-- start --

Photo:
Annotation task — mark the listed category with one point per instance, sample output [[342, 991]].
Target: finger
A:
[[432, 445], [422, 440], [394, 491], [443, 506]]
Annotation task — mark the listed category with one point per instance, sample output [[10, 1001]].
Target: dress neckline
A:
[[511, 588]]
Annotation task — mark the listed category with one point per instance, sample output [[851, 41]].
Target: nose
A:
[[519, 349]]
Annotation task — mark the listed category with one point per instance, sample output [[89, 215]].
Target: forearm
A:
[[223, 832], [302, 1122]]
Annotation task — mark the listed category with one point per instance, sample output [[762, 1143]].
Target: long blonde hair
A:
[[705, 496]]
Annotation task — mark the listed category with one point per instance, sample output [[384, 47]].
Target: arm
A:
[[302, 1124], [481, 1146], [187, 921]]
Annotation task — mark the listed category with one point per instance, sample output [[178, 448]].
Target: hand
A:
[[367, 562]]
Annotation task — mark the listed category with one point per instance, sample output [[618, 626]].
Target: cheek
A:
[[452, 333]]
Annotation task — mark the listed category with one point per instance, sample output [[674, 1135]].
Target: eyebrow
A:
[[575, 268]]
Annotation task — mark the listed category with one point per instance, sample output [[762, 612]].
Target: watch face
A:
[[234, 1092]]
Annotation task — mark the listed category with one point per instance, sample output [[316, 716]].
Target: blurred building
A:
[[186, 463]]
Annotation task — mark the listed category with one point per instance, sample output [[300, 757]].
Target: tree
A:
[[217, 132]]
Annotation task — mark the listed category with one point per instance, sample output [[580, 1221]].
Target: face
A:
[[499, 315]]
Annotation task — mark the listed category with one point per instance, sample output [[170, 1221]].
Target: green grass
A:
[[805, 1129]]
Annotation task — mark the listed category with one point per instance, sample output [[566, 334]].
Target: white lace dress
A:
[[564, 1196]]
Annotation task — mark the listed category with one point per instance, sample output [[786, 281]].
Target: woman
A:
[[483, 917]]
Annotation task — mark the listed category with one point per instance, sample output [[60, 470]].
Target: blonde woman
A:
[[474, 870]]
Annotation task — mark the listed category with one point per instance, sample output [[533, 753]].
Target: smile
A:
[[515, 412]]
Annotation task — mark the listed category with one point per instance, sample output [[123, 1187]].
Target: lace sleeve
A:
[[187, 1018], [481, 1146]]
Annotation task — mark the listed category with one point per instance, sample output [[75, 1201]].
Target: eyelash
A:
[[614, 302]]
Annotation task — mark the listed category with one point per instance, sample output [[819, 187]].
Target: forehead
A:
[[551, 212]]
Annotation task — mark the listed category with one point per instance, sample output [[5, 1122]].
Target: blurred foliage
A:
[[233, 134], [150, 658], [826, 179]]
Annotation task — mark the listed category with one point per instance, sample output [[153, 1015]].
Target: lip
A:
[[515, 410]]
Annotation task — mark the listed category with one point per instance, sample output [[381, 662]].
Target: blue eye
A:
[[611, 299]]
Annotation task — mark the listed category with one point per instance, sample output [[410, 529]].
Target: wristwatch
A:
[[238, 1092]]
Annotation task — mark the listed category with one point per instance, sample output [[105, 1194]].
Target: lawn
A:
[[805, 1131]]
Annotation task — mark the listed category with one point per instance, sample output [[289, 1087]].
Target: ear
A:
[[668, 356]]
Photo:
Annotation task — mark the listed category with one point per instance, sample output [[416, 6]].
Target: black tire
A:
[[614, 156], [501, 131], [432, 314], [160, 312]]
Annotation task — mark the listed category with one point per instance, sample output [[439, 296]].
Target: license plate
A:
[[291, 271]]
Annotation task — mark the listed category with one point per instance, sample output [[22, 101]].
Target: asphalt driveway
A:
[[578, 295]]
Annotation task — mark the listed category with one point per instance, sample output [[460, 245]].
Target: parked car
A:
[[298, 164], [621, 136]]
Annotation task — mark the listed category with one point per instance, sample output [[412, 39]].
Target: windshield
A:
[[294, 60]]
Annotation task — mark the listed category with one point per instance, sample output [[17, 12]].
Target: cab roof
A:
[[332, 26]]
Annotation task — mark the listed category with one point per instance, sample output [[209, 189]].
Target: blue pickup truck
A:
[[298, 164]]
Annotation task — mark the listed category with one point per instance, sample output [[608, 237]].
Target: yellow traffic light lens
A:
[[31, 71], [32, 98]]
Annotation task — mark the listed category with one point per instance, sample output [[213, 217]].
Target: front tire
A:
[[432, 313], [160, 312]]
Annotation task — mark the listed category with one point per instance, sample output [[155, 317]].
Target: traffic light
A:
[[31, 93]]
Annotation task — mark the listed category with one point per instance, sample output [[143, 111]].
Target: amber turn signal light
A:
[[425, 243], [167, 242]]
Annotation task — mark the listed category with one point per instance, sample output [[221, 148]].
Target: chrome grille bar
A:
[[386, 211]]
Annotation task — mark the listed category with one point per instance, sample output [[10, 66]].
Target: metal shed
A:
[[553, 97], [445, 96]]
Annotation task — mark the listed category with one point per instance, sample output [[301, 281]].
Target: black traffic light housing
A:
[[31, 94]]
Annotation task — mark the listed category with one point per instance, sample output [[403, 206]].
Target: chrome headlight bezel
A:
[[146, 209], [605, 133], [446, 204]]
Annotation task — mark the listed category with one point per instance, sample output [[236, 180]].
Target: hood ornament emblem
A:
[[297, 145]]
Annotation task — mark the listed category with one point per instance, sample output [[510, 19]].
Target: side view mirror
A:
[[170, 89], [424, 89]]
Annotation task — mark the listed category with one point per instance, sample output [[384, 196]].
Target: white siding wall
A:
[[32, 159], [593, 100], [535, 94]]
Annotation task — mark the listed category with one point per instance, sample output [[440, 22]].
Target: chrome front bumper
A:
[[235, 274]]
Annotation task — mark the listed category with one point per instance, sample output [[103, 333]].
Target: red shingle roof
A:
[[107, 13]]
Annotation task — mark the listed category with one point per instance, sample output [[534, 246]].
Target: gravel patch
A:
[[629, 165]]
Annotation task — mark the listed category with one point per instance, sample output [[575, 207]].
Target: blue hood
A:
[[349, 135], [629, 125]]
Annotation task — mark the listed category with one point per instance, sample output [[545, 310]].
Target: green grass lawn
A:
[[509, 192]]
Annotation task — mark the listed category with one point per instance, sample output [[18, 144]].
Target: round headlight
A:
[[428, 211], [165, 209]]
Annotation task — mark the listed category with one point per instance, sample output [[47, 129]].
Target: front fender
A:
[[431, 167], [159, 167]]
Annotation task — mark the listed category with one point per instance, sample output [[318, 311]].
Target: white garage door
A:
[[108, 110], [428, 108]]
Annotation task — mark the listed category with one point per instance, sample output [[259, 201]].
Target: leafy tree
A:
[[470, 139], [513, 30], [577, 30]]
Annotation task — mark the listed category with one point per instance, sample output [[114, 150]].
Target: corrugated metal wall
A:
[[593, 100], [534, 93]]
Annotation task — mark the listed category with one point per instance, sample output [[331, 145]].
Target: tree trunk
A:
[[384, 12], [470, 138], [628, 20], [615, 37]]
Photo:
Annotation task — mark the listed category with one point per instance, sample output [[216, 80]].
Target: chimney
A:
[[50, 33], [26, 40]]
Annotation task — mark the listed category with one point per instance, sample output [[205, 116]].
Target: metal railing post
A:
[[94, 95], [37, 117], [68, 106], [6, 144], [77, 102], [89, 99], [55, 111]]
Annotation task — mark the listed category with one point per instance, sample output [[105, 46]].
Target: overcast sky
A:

-- end --

• **TASK OBJECTIVE**:
Convert the lines above into a JSON list of strings, one string per line, and omit any blank lines.

• **EXERCISE ANSWER**:
[
  "Photo:",
  "Annotation task — mark the listed category with one point per instance, sample output [[342, 991]].",
  "Target: finger",
  "A:",
  "[[432, 445], [422, 440], [394, 491], [443, 506]]",
  "Annotation task — mark the listed category with one point per instance, sample output [[10, 1001]].",
  "Target: dress neckline",
  "A:",
  "[[511, 588]]",
  "Annotation task — mark the listed category with one point per instance, sample output [[851, 41]].",
  "Target: nose",
  "A:",
  "[[519, 349]]",
  "Annotation task — mark the listed category with one point per instance, sample output [[89, 215]].",
  "Target: forearm",
  "A:",
  "[[223, 832], [302, 1122]]",
  "Annotation task — mark the listed category with one point per instance, sample output [[762, 1143]].",
  "Target: long blonde hair",
  "A:",
  "[[705, 496]]",
  "Annotation task — mark the listed category with one point per instance, sample output [[384, 47]].",
  "Target: arm",
  "A:",
  "[[302, 1124], [481, 1146], [187, 921]]",
  "Annotation task — mark the listed category with one point per instance, sample output [[178, 448]].",
  "Target: hand",
  "A:",
  "[[367, 562]]",
  "Annotation task — mark the listed category with one point per instance, sample output [[618, 626]].",
  "Target: cheek",
  "A:",
  "[[452, 333]]",
  "Annotation task — mark the listed category with one point per instance, sample output [[674, 1135]].",
  "Target: eyebrow",
  "A:",
  "[[575, 268]]",
  "Annotation task — mark the listed category with one point per instance, sample output [[762, 612]].",
  "Target: watch face",
  "A:",
  "[[234, 1092]]",
  "Annotation task — mark the listed category with one point per instance, sample output [[316, 716]].",
  "Target: blurred building",
  "A:",
  "[[186, 463]]",
  "Annotation task — mark the listed category with one point per instance, sample output [[300, 757]].",
  "Target: tree",
  "A:",
  "[[217, 132]]",
  "Annotation task — mark the listed category with one point per instance, sample output [[580, 1221]].",
  "Target: face",
  "A:",
  "[[499, 315]]",
  "Annotation task — mark the listed category with one point per instance, sample output [[170, 1221]].",
  "Target: green grass",
  "A:",
  "[[805, 1129]]",
  "Annotation task — mark the listed category with one point per instance, sample output [[566, 334]].",
  "Target: white lace dress",
  "A:",
  "[[564, 1196]]",
  "Annotation task — mark the listed category with one point per instance, sample output [[786, 281]].",
  "Target: woman",
  "A:",
  "[[483, 917]]",
  "Annotation task — mark the listed category with one point per instance, sample output [[60, 470]].",
  "Target: blonde woman",
  "A:",
  "[[474, 870]]",
  "Annotation task — mark the listed category with one point per instance, sample output [[533, 753]].",
  "Target: smile",
  "A:",
  "[[515, 412]]",
  "Annotation task — mark the listed category with one point per instance, sample output [[123, 1187]].",
  "Target: lace sleeve",
  "A:",
  "[[187, 1018], [481, 1146]]",
  "Annotation task — mark the listed category with one point per instance, sample output [[75, 1201]].",
  "Target: eyelash",
  "A:",
  "[[614, 302]]",
  "Annotation task — mark the listed category with one point per instance, sample output [[819, 187]].",
  "Target: forehead",
  "A:",
  "[[551, 212]]",
  "Annotation task — mark the listed category with one point per instance, sample output [[5, 1122]].",
  "Target: blurred foliage",
  "A:",
  "[[233, 134], [150, 658], [826, 179]]",
  "Annotation task — mark the listed category with one point per instance, sample output [[153, 1015]].",
  "Target: lip",
  "A:",
  "[[515, 410]]",
  "Annotation task — mark the listed category with one point per instance, sample output [[381, 662]].",
  "Target: blue eye",
  "A:",
  "[[611, 299]]",
  "Annotation task — mark the listed category with one point per instance, sample output [[410, 529]].",
  "Target: wristwatch",
  "A:",
  "[[238, 1092]]",
  "Annotation task — mark the listed category with one point per instance, sample output [[105, 1194]].",
  "Target: lawn",
  "A:",
  "[[805, 1131]]",
  "Annotation task — mark the listed category with one point per instance, sample output [[289, 1087]].",
  "Target: ear",
  "A:",
  "[[668, 356]]",
  "Photo:",
  "Annotation task — mark the listed category with one point per instance, sample output [[416, 6]].",
  "Target: black tire",
  "A:",
  "[[614, 156], [501, 131], [432, 314], [160, 312]]",
  "Annotation task — mark the listed category with one point per instance, sample output [[439, 296]].",
  "Target: license plate",
  "A:",
  "[[291, 271]]",
  "Annotation task — mark the listed category with one point per instance, sample output [[22, 101]].",
  "Target: asphalt driveway",
  "A:",
  "[[578, 295]]",
  "Annotation task — mark the listed category with one point per instance, sample output [[460, 245]].",
  "Target: parked car",
  "A:",
  "[[298, 164], [621, 136]]",
  "Annotation task — mark the listed category with one point per instance, sample output [[412, 39]].",
  "Target: windshield",
  "A:",
  "[[294, 60]]",
  "Annotation task — mark the listed category with one point per instance, sample output [[17, 12]].",
  "Target: cab roof",
  "A:",
  "[[332, 26]]",
  "Annotation task — mark the listed category with one point per instance, sample output [[209, 189]].",
  "Target: blue pickup truck",
  "A:",
  "[[298, 164]]",
  "Annotation task — mark the listed category with one point per instance, sample output [[608, 237]].",
  "Target: yellow traffic light lens",
  "A:",
  "[[31, 71], [32, 98]]",
  "Annotation task — mark the listed category with one point per instance, sample output [[213, 217]].",
  "Target: front tire",
  "A:",
  "[[432, 313], [160, 312]]",
  "Annotation task — mark the listed category with one point per instance, sample output [[155, 317]].",
  "Target: traffic light",
  "A:",
  "[[31, 93]]",
  "Annotation task — mark the listed category with one point per instance, sample output [[143, 111]].",
  "Target: amber turn signal light",
  "A:",
  "[[425, 243], [167, 242]]",
  "Annotation task — mark the listed category with one point per instance, sample output [[221, 148]].",
  "Target: chrome grille bar",
  "A:",
  "[[386, 211]]",
  "Annotation task — mark the listed category with one point per instance, sample output [[10, 66]].",
  "Target: metal shed",
  "A:",
  "[[553, 97], [445, 96]]",
  "Annotation task — mark the listed category with one point per instance, sample output [[301, 281]].",
  "Target: black traffic light housing",
  "A:",
  "[[31, 94]]",
  "Annotation task — mark the listed category with one point per instance, sample output [[403, 206]].",
  "Target: chrome headlight bezel",
  "A:",
  "[[146, 209], [605, 133], [446, 204]]",
  "Annotation task — mark the listed category with one point per instance, sample output [[236, 180]].",
  "Target: hood ornament emblem",
  "A:",
  "[[297, 145]]",
  "Annotation task — mark the listed category with one point per instance, sample output [[510, 19]].",
  "Target: side view mirror",
  "A:",
  "[[170, 89], [424, 89]]",
  "Annotation task — mark the listed category with one point per instance, sample output [[384, 196]].",
  "Target: white siding wall",
  "A:",
  "[[32, 159], [593, 100], [535, 94]]",
  "Annotation task — mark the listed category with one point per instance, sample output [[440, 22]].",
  "Target: chrome front bumper",
  "A:",
  "[[235, 274]]",
  "Annotation task — mark the listed category with one point per instance, sample output [[103, 333]].",
  "Target: red shingle roof",
  "A:",
  "[[107, 13]]",
  "Annotation task — mark the listed category with one point per instance, sample output [[534, 246]].",
  "Target: gravel patch",
  "A:",
  "[[629, 165]]",
  "Annotation task — mark the listed category with one point per instance, sample output [[575, 207]].",
  "Target: blue hood",
  "A:",
  "[[349, 135], [629, 125]]",
  "Annotation task — mark the listed category with one point per instance, sample output [[545, 310]].",
  "Target: green grass lawn",
  "A:",
  "[[509, 192]]",
  "Annotation task — mark the listed category with one point per instance, sample output [[18, 144]].",
  "Target: round headlight",
  "A:",
  "[[428, 211], [165, 209]]",
  "Annotation task — mark the listed category with one point per instance, sample output [[47, 129]].",
  "Target: front fender",
  "A:",
  "[[431, 167], [159, 167]]",
  "Annotation task — mark the listed category with one point per instance, sample output [[318, 311]].",
  "Target: white garage door",
  "A:",
  "[[108, 110], [428, 108]]",
  "Annotation task — mark the listed category with one point per instance, sample output [[259, 201]].",
  "Target: leafy tree",
  "A:",
  "[[470, 139], [513, 30], [577, 30]]",
  "Annotation task — mark the listed category with one point per instance, sample output [[114, 150]].",
  "Target: corrugated metal wall",
  "A:",
  "[[593, 100], [534, 93]]",
  "Annotation task — mark the listed category with one point per instance, sample output [[331, 145]].",
  "Target: tree trunk",
  "A:",
  "[[384, 12], [470, 138], [628, 20], [615, 37]]",
  "Photo:",
  "Annotation task — mark the listed category with one point per instance, sample output [[216, 80]].",
  "Target: chimney",
  "A:",
  "[[50, 33], [26, 40]]",
  "Annotation task — mark the listed category with one point per instance, sample output [[205, 116]].",
  "Target: metal railing post",
  "A:",
  "[[94, 95], [37, 117], [68, 106], [6, 144], [77, 102], [89, 99], [55, 111]]",
  "Annotation task — mark the listed category with one point per instance, sample output [[105, 46]].",
  "Target: overcast sky",
  "A:"
]